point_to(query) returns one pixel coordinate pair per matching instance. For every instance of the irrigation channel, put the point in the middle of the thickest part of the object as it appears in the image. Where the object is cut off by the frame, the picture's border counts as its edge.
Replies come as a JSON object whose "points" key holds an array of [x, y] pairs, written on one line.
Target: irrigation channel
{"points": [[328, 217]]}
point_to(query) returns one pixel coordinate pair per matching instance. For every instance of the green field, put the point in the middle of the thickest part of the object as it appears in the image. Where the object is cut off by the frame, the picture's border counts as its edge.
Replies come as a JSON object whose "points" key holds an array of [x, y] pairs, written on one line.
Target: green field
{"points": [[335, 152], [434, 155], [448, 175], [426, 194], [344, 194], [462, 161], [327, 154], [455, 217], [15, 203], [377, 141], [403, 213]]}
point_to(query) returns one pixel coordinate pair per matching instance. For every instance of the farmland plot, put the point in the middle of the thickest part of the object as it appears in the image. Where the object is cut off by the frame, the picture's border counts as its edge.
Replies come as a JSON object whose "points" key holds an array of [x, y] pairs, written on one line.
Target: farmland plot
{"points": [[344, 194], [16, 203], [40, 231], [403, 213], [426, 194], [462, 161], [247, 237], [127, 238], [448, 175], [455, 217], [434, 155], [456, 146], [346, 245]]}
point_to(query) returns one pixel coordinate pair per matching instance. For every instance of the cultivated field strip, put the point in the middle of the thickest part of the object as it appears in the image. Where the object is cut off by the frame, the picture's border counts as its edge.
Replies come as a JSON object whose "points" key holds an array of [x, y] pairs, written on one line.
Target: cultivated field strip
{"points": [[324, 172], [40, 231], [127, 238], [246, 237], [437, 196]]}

☆ ☆ ☆ ☆ ☆ ☆ ☆

■ TASK STATEMENT ■
Switch every "thickest part" in the lines above to "widest part" and leave everything else untouched.

■ OUTPUT OF THE TASK ■
point_to(query) returns one pixel coordinate pair per matching instance. For every instance of the irrigation channel, put the point in the middle of the widest part of the object as it appears in the image. Where the object is cut off by the frame, the picture's border counts as its edge.
Replies come as a JSON object whose "points" key holds an array of [x, y] pairs, written on one line.
Target: irrigation channel
{"points": [[328, 217]]}
point_to(query) returns one pixel coordinate pair per matching instance. For every instance of the green field, put the point in the middle of the widest part of the object as it appears in the image. Where the object is cut off by the frame, the picture's border counts as its edge.
Replies come as a JSON object whose "points" key holds an array of [x, y] pairs, written on one line.
Target: green field
{"points": [[335, 152], [434, 155], [448, 175], [426, 194], [344, 194], [462, 161], [327, 154], [455, 217], [15, 203], [377, 141], [403, 213]]}
point_to(query) returns one pixel coordinate pair per matching instance. For every instance of the farmland plot, put the point in the middle of the widest part of the object as it appears in the image. Where the object is cut off by the frame, the picture's border counts as its edge.
Replies come as a JSON object whose "points" key holds an array of [x, y] pairs, written on one line.
Target: farmland plot
{"points": [[344, 194], [16, 203], [40, 231], [403, 213], [426, 194], [462, 161], [247, 237], [127, 238], [448, 175], [455, 217], [434, 155], [456, 146], [346, 245]]}
point_to(query) returns one pixel coordinate pair per matching instance. For every instance of the cultivated field strip, put the point in the middle of the widest part of the object as it appears in the image. Where the object is cut off by the frame, the picture's border counts as its edge.
Replies come as a JSON object whose "points" key holds an array of [x, y] pairs, written on one line.
Target: cultivated field strip
{"points": [[324, 172], [40, 231], [127, 238], [246, 237], [437, 196]]}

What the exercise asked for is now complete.